| WHAT TO DO |
Rewrite the rows from the very beginning through the line containing "66 L 178 78", changing "weathered" to "aged" and keeping everything else unchanged.

[Rows from a dataset]
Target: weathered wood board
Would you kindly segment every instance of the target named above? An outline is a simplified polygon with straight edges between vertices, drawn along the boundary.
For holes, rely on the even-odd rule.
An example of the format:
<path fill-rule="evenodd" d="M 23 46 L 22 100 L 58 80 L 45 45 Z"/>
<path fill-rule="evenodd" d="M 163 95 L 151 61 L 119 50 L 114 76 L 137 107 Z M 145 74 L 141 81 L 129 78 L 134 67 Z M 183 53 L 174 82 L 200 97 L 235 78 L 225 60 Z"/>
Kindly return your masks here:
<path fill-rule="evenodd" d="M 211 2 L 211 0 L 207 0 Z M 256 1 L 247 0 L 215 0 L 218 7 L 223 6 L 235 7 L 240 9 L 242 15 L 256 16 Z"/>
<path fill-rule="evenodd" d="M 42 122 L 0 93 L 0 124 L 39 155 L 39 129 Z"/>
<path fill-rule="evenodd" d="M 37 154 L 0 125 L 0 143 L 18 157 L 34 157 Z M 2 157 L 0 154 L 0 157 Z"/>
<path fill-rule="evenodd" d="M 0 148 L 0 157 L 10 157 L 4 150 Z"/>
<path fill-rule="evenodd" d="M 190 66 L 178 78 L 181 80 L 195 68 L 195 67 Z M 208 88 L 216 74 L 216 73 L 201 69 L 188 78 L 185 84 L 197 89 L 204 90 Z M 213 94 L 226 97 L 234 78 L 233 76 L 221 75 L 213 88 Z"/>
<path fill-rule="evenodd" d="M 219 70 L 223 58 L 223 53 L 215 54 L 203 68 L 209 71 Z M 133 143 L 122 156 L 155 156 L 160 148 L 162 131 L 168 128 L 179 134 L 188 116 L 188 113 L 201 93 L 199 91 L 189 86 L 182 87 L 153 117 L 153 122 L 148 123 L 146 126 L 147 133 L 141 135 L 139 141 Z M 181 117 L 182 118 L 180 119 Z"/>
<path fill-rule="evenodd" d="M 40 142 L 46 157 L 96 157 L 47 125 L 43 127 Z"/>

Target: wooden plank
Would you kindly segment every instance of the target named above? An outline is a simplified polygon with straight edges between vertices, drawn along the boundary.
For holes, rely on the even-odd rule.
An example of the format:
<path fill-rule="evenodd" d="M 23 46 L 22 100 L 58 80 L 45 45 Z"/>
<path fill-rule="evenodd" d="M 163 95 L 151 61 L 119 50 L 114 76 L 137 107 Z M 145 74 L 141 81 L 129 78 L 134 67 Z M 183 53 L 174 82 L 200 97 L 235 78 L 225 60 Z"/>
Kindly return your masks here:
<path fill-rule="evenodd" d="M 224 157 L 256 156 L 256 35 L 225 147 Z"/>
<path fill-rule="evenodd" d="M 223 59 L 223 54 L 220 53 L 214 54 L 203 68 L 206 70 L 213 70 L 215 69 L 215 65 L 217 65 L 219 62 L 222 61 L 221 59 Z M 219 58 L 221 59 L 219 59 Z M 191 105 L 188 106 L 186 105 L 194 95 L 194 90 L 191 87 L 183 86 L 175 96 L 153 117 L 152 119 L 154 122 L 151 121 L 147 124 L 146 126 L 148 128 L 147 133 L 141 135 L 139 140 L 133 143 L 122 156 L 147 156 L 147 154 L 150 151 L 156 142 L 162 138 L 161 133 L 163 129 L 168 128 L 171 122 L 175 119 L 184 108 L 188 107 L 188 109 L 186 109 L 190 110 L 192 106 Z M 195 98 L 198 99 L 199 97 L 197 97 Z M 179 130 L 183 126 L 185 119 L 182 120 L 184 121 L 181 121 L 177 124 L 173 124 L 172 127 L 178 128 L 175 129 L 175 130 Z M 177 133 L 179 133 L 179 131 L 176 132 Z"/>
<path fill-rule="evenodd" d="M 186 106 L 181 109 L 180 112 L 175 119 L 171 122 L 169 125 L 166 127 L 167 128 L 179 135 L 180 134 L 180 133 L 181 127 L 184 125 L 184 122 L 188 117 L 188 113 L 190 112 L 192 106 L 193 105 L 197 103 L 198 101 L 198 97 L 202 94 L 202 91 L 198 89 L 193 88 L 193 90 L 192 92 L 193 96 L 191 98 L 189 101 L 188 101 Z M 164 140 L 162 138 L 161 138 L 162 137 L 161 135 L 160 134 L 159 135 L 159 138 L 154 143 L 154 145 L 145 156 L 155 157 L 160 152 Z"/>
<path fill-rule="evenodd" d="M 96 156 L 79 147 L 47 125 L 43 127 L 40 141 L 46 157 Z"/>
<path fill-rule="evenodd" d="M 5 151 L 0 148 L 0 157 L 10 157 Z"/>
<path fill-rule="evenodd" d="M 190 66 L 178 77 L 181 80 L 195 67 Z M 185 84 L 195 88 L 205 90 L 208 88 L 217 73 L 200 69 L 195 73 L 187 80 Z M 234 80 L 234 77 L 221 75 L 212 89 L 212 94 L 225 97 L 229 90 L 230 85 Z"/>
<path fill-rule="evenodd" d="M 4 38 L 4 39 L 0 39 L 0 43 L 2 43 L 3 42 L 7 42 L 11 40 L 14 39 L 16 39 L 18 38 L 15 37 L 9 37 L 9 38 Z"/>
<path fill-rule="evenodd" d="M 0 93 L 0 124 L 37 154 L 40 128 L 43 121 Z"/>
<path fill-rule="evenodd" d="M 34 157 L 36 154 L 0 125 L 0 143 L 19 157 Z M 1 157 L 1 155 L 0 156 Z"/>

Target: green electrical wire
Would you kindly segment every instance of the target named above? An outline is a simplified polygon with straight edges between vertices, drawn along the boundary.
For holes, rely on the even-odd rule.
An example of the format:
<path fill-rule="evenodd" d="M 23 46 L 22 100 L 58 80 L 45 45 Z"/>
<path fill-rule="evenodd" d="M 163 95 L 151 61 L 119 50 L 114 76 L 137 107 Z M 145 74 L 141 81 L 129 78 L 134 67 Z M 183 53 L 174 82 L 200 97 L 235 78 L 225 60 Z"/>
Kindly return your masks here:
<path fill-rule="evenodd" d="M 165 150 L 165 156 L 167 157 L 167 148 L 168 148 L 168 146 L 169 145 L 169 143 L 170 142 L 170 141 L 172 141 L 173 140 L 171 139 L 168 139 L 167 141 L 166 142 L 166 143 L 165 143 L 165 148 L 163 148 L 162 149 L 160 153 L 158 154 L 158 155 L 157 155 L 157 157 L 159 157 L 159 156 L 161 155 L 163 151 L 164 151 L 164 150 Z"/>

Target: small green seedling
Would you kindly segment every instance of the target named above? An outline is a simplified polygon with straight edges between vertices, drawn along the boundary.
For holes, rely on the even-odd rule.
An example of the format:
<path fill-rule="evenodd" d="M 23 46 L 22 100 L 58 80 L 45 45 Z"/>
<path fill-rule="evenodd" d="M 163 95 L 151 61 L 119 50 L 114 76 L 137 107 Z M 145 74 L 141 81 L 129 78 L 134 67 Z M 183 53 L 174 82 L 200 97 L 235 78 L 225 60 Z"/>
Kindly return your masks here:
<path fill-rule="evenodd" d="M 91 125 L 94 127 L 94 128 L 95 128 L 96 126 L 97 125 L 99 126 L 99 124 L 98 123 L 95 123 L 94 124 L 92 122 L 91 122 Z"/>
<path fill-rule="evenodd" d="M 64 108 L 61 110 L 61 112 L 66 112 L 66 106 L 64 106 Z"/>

| COMPLETE RESPONSE |
Target: aged wood board
Would you kindly segment every instance of the target named above? An outline is a simplified polygon with straight edges between vertices, drawn along the boundary.
For holes, rely on the even-odd rule.
An example of the format:
<path fill-rule="evenodd" d="M 23 46 L 22 100 L 58 80 L 45 45 Z"/>
<path fill-rule="evenodd" d="M 163 95 L 151 61 L 119 50 L 114 76 L 137 107 Z M 145 74 L 141 81 L 129 78 L 134 67 Z M 183 53 L 174 82 L 200 97 L 235 78 L 225 60 Z"/>
Kindly return your masks here:
<path fill-rule="evenodd" d="M 211 2 L 211 0 L 207 0 Z M 256 1 L 247 0 L 215 0 L 218 7 L 223 6 L 235 7 L 240 9 L 242 15 L 256 16 Z"/>
<path fill-rule="evenodd" d="M 42 122 L 0 93 L 0 124 L 39 155 L 39 129 Z"/>
<path fill-rule="evenodd" d="M 37 154 L 0 125 L 0 143 L 18 157 L 34 157 Z M 2 157 L 0 154 L 0 157 Z"/>
<path fill-rule="evenodd" d="M 0 148 L 0 157 L 10 157 L 4 150 Z"/>
<path fill-rule="evenodd" d="M 190 66 L 178 78 L 181 80 L 195 68 L 195 67 Z M 208 88 L 216 74 L 216 73 L 201 69 L 188 78 L 185 84 L 197 89 L 204 90 Z M 213 94 L 226 97 L 234 78 L 233 76 L 221 75 L 213 88 Z"/>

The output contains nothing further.